_TRECHO DO TEXTO_
■ ■ ■ ■ ■ ■ ■
HISTÓRIAS DO CANGAÇO – RUMO AO MASSACRE DE ANGICO - PARTE FINAL

Por Anildomá Willans de Souza

(Extraído do livro LAMPIÃO. NEM HERÓI NEM BANDIDO. A HISTÓRIA, de Anildomá Willans de Souza)

E o poeta popular, nas feiras, sentado num tamborete, na porta de uma bodega, de uma mercearia ou debaixo de um pé de pau qualquer no meio de uma praça ou numa esquina, empunhava sua viola, agitando as cordas, entoava, para dezenas de matutos, entoava os seguintes versos, que são atribuídos a autoria ao próprio Lampião. Apesar de pouca leitura era um verdadeiro vate cangaceiro. Sua poesia se iguala à de qualquer um outro poeta de nossa literatura, com métrica, rimas e mensagem. Lampião era artista no rifle e na viola. Vejamos:

Me juntei a Sebastião Pereira
Companheiro de desgraça
Quis queimar o Pajeú
Pra ver subindo a fumaça
Conheci que era valente
Pois Lampião não desmente
O brio da sua raça

Eu me chamo Virgolino
Por alcunha Lampião
Sou cangaceiro afamado
Em todo alto sertão
Não levo em conta o inimigo
E não encaro perigo
Estando de arma na mão

A chupeta que carrego
É o rifle e cartucheira
O leite é bala de chumbo
Muito veloz e certeira
Quem se julga pedra rocha
Venha ver se aguenta brocha
De Virgolino Ferreira

Nesse Pajeu das Flores
Fiz meu centro de ação
Sou senhor absoluto
De todo este sertão
Aqui quem quiser passar
Precisa de apresentar
Licença de Lampião

Quando pensei que podia
O caso estava sem jeito
Vou dar trabalho ao governo
Enfrentar de peito a peito
Vou trocar bala sem receio
Morrendo num tiroteio
Sei que morro satisfeito

Meu mano Antônio Ferreira
Cai na luta sem receio
Livino por sua vez
Não teme combate feio
Gosto de fazer zuada
Mas assombra a macacada
Quando cai no tiroteio

Eu, Antônio e Livino
Andamos pelo sertão
Soldado que nos enfrentar
Dá frio no coração
Porque já sabe que corre
E se for teimoso morre
Vai morar dentro do chão

Por minha felicidade
Entrei nessa triste vida
Não gosto nem de contar
A minha história sentida
A desgraça enche meu rosto
Em minha alma entra um desgosto
Meu peito é uma ferida

Quando me lembro senhores
Do meu tempo de inocente
Que brincava nos serrados
Do meu sertão sorridente
Sinto que meu coração
Magoado dessa paixão
Bate e chora amargamente

Meu pai, minha mãe querida
Quiseram me ensinar
No seu colo carinhoso
Ela me ensinou a rezar
E a todos respeitar
Ele me ensinou nos campos
Eu menino a trabalhar

Cresci na casa paterna
Quis ser um homem de bem
Viver do meu trabalho
Sem ser pesado a ninguém
Fui almocreve na estrada
Fui até bom camarada
E tive amigos também

Tive também meus amores
Cultivei minha paixão
Amei uma flor mimosa
Filha lá do meu sertão
Sonhei em gozar a vida
Bem junto à prenda querida
A quem dei meu coração

Hoje sei que sou bandido
Como todo mundo diz
Porém já fui venturoso
Passei meu tempo feliz
Quando no colo materno
Gozei do carinho terno
De quem tanto bem eu quis

Meu rifle atira cantando
Em compasso assustador
Faz gosto brigar comigo
Por que sou bom cantador
Quando meu rifle trabalha
Minha voz longe se espalha
Zombando do próprio horror

Nunca pensei que na vida
Fosse preciso brigar
Apesar de ter intrigas
Gostava de trabalhar
Mas hoje sou cangaceiros
E enfrentarei o balseiro
Até alguém me matar!
■ ■ ■ ■ ■ ■ ■
_MATERIAL EXTRAÍDO_

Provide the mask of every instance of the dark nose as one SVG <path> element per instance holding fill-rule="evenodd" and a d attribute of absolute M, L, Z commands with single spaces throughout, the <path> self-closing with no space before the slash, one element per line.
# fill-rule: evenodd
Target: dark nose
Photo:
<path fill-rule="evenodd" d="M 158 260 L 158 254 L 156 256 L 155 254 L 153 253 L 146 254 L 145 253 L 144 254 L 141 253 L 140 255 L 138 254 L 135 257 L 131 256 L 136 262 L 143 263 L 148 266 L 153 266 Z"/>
■ ■ ■ ■ ■ ■ ■
Nos versos do texto sobre Lampião, que ofício o eu lírico diz ter exercido na estrada?

Foi almocreve.